## [Task to complete]
Copy the following lines word for word, without any changes.

═════ Data records

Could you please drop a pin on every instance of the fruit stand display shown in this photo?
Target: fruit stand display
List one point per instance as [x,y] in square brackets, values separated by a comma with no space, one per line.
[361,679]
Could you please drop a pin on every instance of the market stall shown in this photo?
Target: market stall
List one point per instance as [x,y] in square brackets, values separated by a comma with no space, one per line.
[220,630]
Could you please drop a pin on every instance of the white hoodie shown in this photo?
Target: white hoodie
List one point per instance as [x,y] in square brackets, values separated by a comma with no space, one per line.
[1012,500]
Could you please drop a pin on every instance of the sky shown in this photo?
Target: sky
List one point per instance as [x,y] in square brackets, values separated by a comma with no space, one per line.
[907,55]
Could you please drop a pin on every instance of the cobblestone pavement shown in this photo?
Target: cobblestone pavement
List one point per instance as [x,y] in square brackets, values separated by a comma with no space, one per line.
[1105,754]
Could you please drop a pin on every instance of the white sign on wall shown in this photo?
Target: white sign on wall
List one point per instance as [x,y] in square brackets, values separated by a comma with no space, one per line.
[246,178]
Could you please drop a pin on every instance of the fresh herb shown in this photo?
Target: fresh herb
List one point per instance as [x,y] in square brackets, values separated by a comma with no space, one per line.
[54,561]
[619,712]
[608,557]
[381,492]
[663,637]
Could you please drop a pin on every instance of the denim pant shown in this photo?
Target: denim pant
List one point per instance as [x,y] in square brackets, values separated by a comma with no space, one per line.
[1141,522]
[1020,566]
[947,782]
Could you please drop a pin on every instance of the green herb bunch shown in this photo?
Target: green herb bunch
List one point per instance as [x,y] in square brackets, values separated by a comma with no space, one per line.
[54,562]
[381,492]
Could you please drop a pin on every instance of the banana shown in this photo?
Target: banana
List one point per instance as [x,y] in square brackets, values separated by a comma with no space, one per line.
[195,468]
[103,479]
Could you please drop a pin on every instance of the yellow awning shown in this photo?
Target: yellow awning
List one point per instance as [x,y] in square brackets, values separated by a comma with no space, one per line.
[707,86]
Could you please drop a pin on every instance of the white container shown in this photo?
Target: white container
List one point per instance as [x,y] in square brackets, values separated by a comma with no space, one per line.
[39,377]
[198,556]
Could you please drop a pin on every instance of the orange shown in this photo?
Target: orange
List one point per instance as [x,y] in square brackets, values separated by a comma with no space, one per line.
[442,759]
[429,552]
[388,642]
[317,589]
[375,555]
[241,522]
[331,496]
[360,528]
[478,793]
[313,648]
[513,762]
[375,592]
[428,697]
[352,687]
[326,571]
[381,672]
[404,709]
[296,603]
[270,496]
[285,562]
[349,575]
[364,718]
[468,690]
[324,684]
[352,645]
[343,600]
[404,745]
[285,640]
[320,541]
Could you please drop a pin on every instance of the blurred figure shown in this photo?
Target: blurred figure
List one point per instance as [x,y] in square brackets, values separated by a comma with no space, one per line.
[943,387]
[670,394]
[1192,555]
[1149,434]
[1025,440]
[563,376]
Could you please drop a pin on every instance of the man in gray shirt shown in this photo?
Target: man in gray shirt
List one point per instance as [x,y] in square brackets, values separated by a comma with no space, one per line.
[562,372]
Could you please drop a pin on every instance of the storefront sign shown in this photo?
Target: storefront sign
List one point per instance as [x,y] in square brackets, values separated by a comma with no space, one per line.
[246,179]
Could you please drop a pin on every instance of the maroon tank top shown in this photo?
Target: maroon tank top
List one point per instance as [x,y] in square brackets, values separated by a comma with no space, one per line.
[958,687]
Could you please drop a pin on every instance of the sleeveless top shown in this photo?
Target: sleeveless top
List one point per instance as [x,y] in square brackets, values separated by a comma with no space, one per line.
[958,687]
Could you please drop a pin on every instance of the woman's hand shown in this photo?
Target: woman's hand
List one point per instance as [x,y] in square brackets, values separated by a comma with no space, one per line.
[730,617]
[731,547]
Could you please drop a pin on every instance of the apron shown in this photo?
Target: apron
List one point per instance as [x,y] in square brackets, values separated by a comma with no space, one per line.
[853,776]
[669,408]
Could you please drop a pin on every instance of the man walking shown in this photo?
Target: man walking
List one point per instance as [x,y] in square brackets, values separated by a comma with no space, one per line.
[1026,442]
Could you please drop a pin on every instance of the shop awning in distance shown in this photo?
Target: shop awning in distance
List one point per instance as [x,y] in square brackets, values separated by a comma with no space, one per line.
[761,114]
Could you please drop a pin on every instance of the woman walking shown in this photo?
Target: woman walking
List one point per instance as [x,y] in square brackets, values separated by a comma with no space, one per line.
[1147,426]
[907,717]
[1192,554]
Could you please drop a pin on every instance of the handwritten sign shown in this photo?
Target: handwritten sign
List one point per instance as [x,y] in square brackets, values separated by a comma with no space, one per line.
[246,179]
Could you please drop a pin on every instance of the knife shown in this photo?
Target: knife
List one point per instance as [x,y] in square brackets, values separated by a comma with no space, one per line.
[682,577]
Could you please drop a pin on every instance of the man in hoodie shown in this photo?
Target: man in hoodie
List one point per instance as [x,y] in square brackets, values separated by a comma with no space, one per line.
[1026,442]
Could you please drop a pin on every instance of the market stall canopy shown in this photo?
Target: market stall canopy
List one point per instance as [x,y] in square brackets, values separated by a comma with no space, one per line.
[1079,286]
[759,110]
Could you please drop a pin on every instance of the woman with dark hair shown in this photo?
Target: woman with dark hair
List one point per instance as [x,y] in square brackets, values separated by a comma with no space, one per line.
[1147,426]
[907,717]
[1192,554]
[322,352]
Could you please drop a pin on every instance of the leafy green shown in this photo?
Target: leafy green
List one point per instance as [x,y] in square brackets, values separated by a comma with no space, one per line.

══════════

## [Result for this task]
Could you please drop a pin on every instance of the fruit stand display shown in this photo?
Target: fruit stand display
List one point per instance as [x,y] in square brackets, values separated by a comma with no space, one per line.
[361,679]
Could you please drop a pin on every instance of the market stall shown in this photo?
Target: market stall
List one point per instance as [x,y] in square brackets, values separated by a comma with no space, one per line.
[220,630]
Could you please drop a pin on every instance of the white hoodie shown in this photo?
Target: white hoodie
List one point per instance as [x,y] in square brackets, values separated by a comma with no space, one per line.
[1012,500]
Could you please drop a pin on every instance of the sky shown in this photo?
Target: sky
List one point per instance as [x,y] in square brackets, values separated by a comma with no space, one per line.
[907,55]
Could you please drop a pin on every instance of the cobblestone pavement shown in this photo?
Target: cobblestone pavement
List one point per instance as [x,y] in square brackets, values separated by a comma with no space, one per line.
[1105,754]
Could you please drop a pin on every instance of the white sign on wall shown in this photo?
Target: white sign on wall
List one point per instance as [x,y] in square brackets, values separated by a comma with no space, one per line.
[246,178]
Could you please drop a pin on every instance of the fresh herb shown in this photo?
Target: fresh herb
List one point per instance as [x,y] in square brackets, values separated by a comma with no space, one per line.
[54,561]
[619,712]
[608,557]
[381,492]
[663,637]
Could you please drop a pin on every instance of the denim pant shown in this photo?
Target: denim pant
List one point per instance as [x,y] in square brackets, values separated by a comma with no space, one per line.
[1141,522]
[1020,566]
[947,782]
Could you please drop a pin on every instance of the green herb bunch shown in this photo?
Target: green herb bunch
List one point per instance as [x,y] in square brackets, values separated by a comma with no space, one per line.
[54,562]
[381,492]
Could you please drop a pin on every instance of the banana shown in this photo?
Target: banana
List one point per instance as [x,y] in square brackets, values separated by a comma with no space, one per line.
[195,468]
[103,479]
Could you please drop a pin on every instance of the yellow awning shown in this photo?
Target: yellow awning
List one point per instance as [x,y] in square brackets, values separated by a comma with no space, one per line.
[707,86]
Could you please drop a pin on every instance of the white container shown in this photo?
Target: white container
List one point per instance as [x,y] in square brackets, values separated by a comma with no space, one per line.
[39,377]
[198,556]
Could you please drop a pin on every instance of the orange shown in this photo?
Target: orange
List one point per instance as [x,y] in square brackets, values separated by a comma with no space, one per line.
[442,759]
[429,552]
[388,642]
[317,589]
[375,555]
[241,522]
[331,496]
[360,528]
[478,793]
[313,648]
[513,762]
[375,592]
[428,697]
[352,687]
[326,571]
[381,672]
[404,709]
[296,603]
[270,496]
[285,562]
[349,575]
[364,718]
[468,690]
[324,684]
[352,645]
[343,600]
[404,745]
[285,640]
[320,541]
Could you please drop a pin on every instance of the blurred figure shown in this photo?
Target: blurred figure
List one point per instance as [x,y] in square brackets, values separated by a comma with no space, one per line.
[943,387]
[670,394]
[1192,555]
[1149,434]
[1025,440]
[563,376]
Could you please drop a pin on every instance of the man in gray shirt shown in this photo?
Target: man in gray shirt
List one point per instance as [x,y] in square brackets, values separated by a comma with no space, one per line.
[562,372]
Could you please drop a pin on every instance of the storefront sign shown in this photo?
Target: storefront sign
List one point per instance as [x,y] in square brackets, values separated by a comma with no space, one per line.
[246,179]
Could you please drop a pin on every instance of the maroon tank top shown in this photo?
Target: maroon tank top
List one point per instance as [x,y] in square brackets, values separated by a comma with no space, one per line.
[958,687]
Could you please drop a pin on every instance of the sleeveless top shown in this photo?
Target: sleeveless top
List one point per instance as [x,y] in square brackets, values separated by a comma with no space, one per line.
[958,687]
Could you please drop a pin on every instance of the woman's hand shown in this photo?
Target: woman's hand
List one point per instance as [x,y] in square brackets, values separated by a comma with no space, one per line.
[730,617]
[731,547]
Could you please drop a pin on every instance of the apron shown in this photo?
Target: apron
List one point per instance as [x,y] in square brackets, values separated by a comma with no space, one per line.
[853,776]
[669,408]
Could you please drop a pin on every instance of the man walking shown in this photo?
Target: man walking
List one point per instance as [x,y] in square brackets, values separated by a comma with no space, one per line.
[1026,442]
Could you please drop a pin on every instance of the shop awning in distance shown in this photo?
Target: shop awning in distance
List one point per instance as [x,y] in square brackets, values separated by a comma with no space, one per line.
[761,114]
Could you please drop a pin on every instance of the woman walking shown in this photo?
Target: woman walking
List one point per instance as [x,y] in square brackets, values separated by a comma with no space, one per line.
[1147,426]
[907,717]
[1192,554]
Could you please drop a pin on every instance of the handwritten sign shown in this photo?
Target: handwritten sign
List one point per instance as [x,y] in square brackets, values separated by a comma with no space, one per line.
[246,179]
Could you please drop a pin on every instance of the knife shown in this photo?
Target: knife
List one point per instance as [x,y] in square brackets, values separated by a comma with no space, one per line.
[682,577]
Could you please drop a pin on every instance of the man in hoodie shown in this photo?
Target: man in hoodie
List one point per instance as [x,y] in square brackets, values separated by a comma with no space, one per line.
[1026,442]
Could you please drop a pin on every instance of the market stall canopy shown in this photo?
Target: market stall canopy
List one point per instance as [x,y] in square brackets, values separated by a comma with no space, one per line.
[1079,286]
[759,110]
Could you please drop a pin on every instance of the woman with dark hair shown in this photo?
Target: woman with dark hair
List one point per instance as [x,y] in square brackets, values separated by a comma with no space, one per line.
[1147,426]
[907,717]
[1192,554]
[322,352]
Could you please drop a pin on every instance of the leafy green shown in this photo?
Target: leafy green
List one point per instance as [x,y] in square brackets, values separated by a comma with no space, one per line.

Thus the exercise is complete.